- **TASK 1**: Please show every line of the records that contains the word "pink". Case counts.

- **SELECTED TEXT**:
Big South champion
- Conference: Big South Conference

Ranking
- Sports Network: No. 24
- Record: 10–1 (4–0 Big South)
- Head coach: David Bennett (2nd season);
- Offensive coordinator: Jamie Snider (2nd season)
- Offensive scheme: Multiple
- Defensive coordinator: Curtis Walker (2nd season)
- Base defense: 4–3
- Home stadium: Brooks Stadium

= 2004 Coastal Carolina Chanticleers football team =

American college football season

The 2004 Coastal Carolina Chanticleers football team represented Coastal Carolina University as a member of the Big South Conference during the 2004 NCAA Division I-AA football season. Led by second-year head coach David Bennett, the Chanticleers compiled an overall record of 10–1 with a mark of 4–0 in conference play, winning the Big South title. Coastal Carolina played home games at Brooks Stadium in Conway, South Carolina.

- **TASK 2**: Transcribe the part of the text on the 2004 Coastal Carolina football team above, starting with "- Head coach: David" and going on through "Conway, South Carolina.".

Pointing and labeling records

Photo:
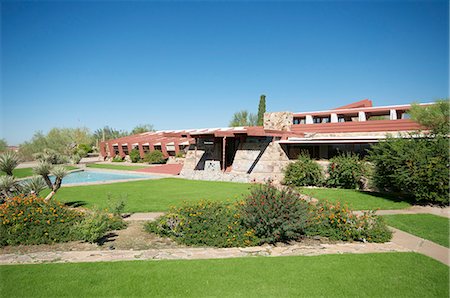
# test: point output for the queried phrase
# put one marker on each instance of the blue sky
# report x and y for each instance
(193, 64)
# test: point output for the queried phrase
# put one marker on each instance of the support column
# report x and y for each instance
(224, 144)
(141, 150)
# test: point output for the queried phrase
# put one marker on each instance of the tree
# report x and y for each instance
(244, 118)
(45, 169)
(108, 133)
(261, 110)
(3, 145)
(435, 117)
(9, 160)
(141, 128)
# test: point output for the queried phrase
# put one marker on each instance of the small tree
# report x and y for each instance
(9, 160)
(261, 110)
(45, 169)
(154, 157)
(244, 118)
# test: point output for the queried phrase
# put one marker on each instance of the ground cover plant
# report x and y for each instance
(32, 220)
(266, 215)
(204, 223)
(115, 167)
(152, 195)
(428, 226)
(348, 275)
(357, 200)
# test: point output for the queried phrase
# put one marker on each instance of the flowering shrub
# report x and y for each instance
(31, 220)
(275, 215)
(337, 222)
(205, 223)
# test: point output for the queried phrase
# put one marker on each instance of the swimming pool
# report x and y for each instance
(95, 177)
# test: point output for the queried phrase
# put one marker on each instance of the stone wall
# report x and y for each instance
(278, 120)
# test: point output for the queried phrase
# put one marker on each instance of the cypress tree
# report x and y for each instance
(261, 109)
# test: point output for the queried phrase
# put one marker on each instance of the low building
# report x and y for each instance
(262, 152)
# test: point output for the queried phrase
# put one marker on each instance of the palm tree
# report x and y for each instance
(8, 186)
(9, 160)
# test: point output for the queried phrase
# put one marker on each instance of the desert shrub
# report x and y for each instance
(274, 215)
(117, 158)
(304, 171)
(346, 171)
(417, 167)
(154, 157)
(31, 220)
(135, 156)
(337, 222)
(204, 223)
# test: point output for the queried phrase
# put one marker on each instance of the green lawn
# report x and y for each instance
(356, 200)
(351, 275)
(27, 172)
(432, 227)
(115, 167)
(152, 195)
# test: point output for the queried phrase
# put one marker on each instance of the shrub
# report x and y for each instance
(346, 171)
(204, 223)
(337, 222)
(416, 166)
(154, 157)
(31, 220)
(304, 171)
(135, 156)
(275, 215)
(117, 158)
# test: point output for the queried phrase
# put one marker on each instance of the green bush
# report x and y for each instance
(204, 223)
(31, 220)
(117, 158)
(274, 215)
(346, 171)
(154, 157)
(303, 172)
(337, 222)
(416, 166)
(135, 156)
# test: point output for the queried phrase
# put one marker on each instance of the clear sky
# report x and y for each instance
(193, 64)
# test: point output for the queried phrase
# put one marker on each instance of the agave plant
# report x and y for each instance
(8, 186)
(9, 160)
(34, 185)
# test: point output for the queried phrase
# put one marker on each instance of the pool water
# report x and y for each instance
(92, 176)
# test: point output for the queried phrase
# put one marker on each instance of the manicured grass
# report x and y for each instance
(115, 167)
(432, 227)
(358, 275)
(151, 195)
(356, 200)
(28, 172)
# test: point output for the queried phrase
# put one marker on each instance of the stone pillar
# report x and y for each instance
(361, 116)
(392, 114)
(334, 118)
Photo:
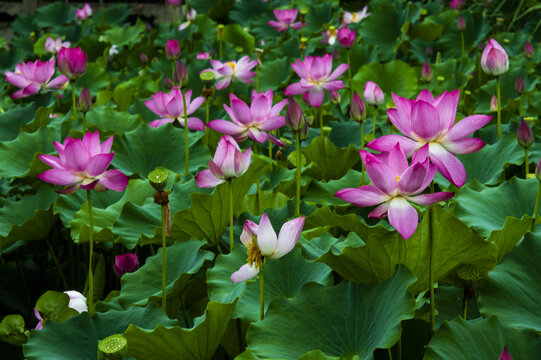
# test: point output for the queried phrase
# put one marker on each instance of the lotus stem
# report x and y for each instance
(261, 294)
(430, 214)
(499, 107)
(230, 216)
(299, 166)
(536, 209)
(90, 298)
(164, 259)
(74, 102)
(186, 147)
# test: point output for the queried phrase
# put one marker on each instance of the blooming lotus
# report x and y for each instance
(356, 17)
(226, 72)
(30, 77)
(426, 120)
(171, 108)
(286, 18)
(54, 46)
(83, 163)
(316, 76)
(252, 121)
(229, 162)
(267, 244)
(395, 184)
(494, 60)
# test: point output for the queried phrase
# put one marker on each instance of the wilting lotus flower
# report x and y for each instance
(494, 60)
(229, 162)
(72, 62)
(83, 163)
(286, 18)
(355, 17)
(53, 46)
(395, 183)
(30, 77)
(226, 72)
(316, 76)
(426, 120)
(346, 37)
(252, 121)
(267, 244)
(126, 263)
(171, 108)
(372, 94)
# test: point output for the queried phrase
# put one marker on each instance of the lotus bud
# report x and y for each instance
(126, 263)
(460, 23)
(295, 119)
(357, 110)
(172, 49)
(524, 134)
(180, 75)
(528, 50)
(519, 85)
(85, 100)
(426, 72)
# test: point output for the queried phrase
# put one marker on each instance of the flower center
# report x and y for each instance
(255, 257)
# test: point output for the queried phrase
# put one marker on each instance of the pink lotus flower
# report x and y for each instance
(395, 183)
(252, 121)
(286, 18)
(268, 245)
(171, 108)
(430, 121)
(316, 76)
(72, 62)
(126, 263)
(226, 72)
(229, 162)
(494, 60)
(83, 163)
(54, 46)
(356, 17)
(372, 94)
(346, 37)
(30, 77)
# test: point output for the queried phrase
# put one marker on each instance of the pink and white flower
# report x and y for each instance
(170, 108)
(395, 184)
(254, 121)
(266, 244)
(316, 76)
(83, 164)
(226, 72)
(30, 77)
(426, 120)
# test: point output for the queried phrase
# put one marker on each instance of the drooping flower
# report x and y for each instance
(72, 62)
(125, 263)
(356, 17)
(30, 77)
(316, 76)
(229, 162)
(83, 164)
(494, 60)
(252, 121)
(54, 46)
(170, 108)
(372, 94)
(426, 120)
(395, 184)
(286, 18)
(266, 244)
(226, 72)
(346, 37)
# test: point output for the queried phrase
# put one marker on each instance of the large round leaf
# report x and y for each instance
(344, 320)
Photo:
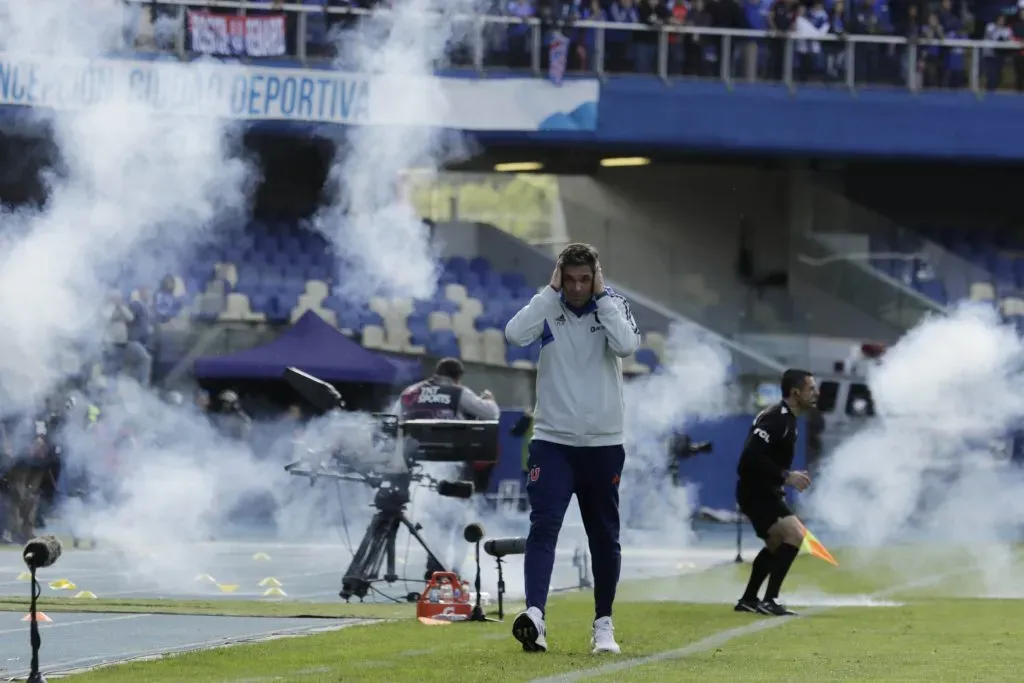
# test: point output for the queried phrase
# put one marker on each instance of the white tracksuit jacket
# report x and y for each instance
(580, 373)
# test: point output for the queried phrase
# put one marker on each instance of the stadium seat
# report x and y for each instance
(373, 336)
(226, 271)
(316, 290)
(493, 342)
(982, 292)
(470, 346)
(439, 321)
(456, 293)
(647, 358)
(1012, 306)
(237, 308)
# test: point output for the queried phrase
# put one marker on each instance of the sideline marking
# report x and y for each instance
(84, 665)
(723, 637)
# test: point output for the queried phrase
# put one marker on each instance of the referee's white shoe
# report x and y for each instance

- **EXPECTED OUTPUT 1**:
# put one marker on each instance of the pink lotus flower
# put one marker on each instance of the pink and white flower

- **EXPECTED OUTPUT 2**:
- Head coach: David Bennett (2nd season);
- Offensive coordinator: Jamie Snider (2nd season)
- Offensive scheme: Multiple
- Defensive coordinator: Curtis Walker (2nd season)
- Base defense: 4–3
- Home stadium: Brooks Stadium

= 2004 Coastal Carolina Chanticleers football team =

American college football season

The 2004 Coastal Carolina Chanticleers football team represented Coastal Carolina University as a member of the Big South Conference during the 2004 NCAA Division I-AA football season. Led by second-year head coach David Bennett, the Chanticleers compiled an overall record of 10–1 with a mark of 4–0 in conference play, winning the Big South title. Coastal Carolina played home games at Brooks Stadium in Conway, South Carolina.